Stored data:
======
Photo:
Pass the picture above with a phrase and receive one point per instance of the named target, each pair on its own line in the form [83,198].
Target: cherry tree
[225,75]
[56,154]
======
■ ABOUT THIS EXERCISE: Each record above, from first to last, should be written out again exactly.

■ RESPONSE TO THE TASK:
Photo:
Pass the picture above with a phrase and receive one point per instance of the named target, each pair on its own line in the form [83,198].
Target: cherry tree
[225,75]
[56,154]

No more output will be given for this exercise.